SELECTED EXTRACT:
A Canadian researcher working in the U.K. says doctors, authors and educators are doing hyperactive children a disservice by claiming that hyperactivity as we understand it today has always existed.
Matthew Smith says not only is that notion wrong, it misleads patients, their parents and their physicians. Smith, who is from Edmonton, is finishing up his PhD at the Centre for Medical History at the University of Exeter.
Hyperactivity disorder, or ADHD, is currently the most commonly diagnosed childhood psychiatric disorder, says Smith, and millions of children are prescribed drugs such as Ritalin to treat it. Yet prior to the 1950s, it was clinically and culturally insignificant.
He argues in a paper presented at the Congress for the Humanities and Social Sciences taking place at Ottawa's Carleton University this week, that hyperactivity disorder as we understand it today is a modern construct that was first described as a disorder in 1957.

Region pointing data:
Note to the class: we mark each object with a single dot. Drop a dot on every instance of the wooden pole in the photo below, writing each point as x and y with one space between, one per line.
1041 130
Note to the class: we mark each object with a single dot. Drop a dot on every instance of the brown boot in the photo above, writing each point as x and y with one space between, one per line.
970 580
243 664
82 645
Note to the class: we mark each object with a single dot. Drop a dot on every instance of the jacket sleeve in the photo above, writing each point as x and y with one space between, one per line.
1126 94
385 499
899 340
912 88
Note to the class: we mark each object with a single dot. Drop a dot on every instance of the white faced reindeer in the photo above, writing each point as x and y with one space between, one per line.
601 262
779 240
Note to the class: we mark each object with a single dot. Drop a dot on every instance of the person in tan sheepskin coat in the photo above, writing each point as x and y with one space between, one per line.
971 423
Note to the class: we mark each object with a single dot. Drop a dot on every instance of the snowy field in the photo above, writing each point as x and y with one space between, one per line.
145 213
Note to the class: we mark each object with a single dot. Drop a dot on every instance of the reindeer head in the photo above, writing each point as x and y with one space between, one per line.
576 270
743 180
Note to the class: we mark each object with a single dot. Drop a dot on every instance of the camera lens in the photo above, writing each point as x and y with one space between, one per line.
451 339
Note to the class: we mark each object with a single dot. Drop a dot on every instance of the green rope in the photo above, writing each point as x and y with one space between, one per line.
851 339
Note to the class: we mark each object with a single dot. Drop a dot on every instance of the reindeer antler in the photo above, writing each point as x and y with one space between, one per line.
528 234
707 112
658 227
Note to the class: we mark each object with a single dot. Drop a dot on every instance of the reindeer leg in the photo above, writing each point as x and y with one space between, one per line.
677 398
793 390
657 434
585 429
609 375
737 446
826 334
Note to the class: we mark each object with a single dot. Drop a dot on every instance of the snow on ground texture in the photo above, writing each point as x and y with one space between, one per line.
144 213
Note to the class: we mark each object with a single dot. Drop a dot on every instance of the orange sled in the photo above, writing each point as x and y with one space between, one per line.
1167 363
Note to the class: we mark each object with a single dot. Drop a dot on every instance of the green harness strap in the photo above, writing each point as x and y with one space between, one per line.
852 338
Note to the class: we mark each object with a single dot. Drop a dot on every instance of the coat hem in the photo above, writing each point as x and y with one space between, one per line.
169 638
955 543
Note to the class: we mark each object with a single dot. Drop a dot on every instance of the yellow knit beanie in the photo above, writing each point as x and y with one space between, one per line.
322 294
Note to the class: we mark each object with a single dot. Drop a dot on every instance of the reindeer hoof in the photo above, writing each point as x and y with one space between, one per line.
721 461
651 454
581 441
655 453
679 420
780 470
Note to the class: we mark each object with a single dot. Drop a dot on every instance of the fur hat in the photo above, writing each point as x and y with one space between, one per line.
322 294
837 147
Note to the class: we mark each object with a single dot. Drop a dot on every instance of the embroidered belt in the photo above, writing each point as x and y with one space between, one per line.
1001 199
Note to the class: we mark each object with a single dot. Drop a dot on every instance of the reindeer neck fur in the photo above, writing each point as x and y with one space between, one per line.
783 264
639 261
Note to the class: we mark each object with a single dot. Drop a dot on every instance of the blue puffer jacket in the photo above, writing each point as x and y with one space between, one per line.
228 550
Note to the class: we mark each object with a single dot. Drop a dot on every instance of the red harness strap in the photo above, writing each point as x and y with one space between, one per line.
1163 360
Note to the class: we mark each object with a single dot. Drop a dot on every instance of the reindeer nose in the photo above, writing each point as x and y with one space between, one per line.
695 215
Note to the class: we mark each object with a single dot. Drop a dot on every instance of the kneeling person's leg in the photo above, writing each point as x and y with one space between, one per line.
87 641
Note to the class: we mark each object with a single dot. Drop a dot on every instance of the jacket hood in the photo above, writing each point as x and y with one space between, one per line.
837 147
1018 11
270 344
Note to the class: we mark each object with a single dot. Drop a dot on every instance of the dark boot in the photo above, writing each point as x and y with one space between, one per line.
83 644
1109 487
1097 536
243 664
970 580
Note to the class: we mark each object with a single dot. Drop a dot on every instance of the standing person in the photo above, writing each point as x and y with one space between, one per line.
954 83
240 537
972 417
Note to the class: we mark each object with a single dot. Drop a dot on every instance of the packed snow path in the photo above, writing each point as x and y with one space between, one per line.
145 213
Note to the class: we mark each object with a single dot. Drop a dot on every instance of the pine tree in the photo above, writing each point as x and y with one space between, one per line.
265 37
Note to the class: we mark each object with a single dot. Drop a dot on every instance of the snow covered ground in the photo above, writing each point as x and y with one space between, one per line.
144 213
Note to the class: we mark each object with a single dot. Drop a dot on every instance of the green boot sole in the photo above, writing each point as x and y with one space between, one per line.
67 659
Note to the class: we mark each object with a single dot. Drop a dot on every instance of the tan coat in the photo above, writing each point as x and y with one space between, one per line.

WORK INSTRUCTION: Reproduce everything in the hyperactivity article from "He argues in" down to "disorder in 1957.".

EXERCISE RESPONSE:
He argues in a paper presented at the Congress for the Humanities and Social Sciences taking place at Ottawa's Carleton University this week, that hyperactivity disorder as we understand it today is a modern construct that was first described as a disorder in 1957.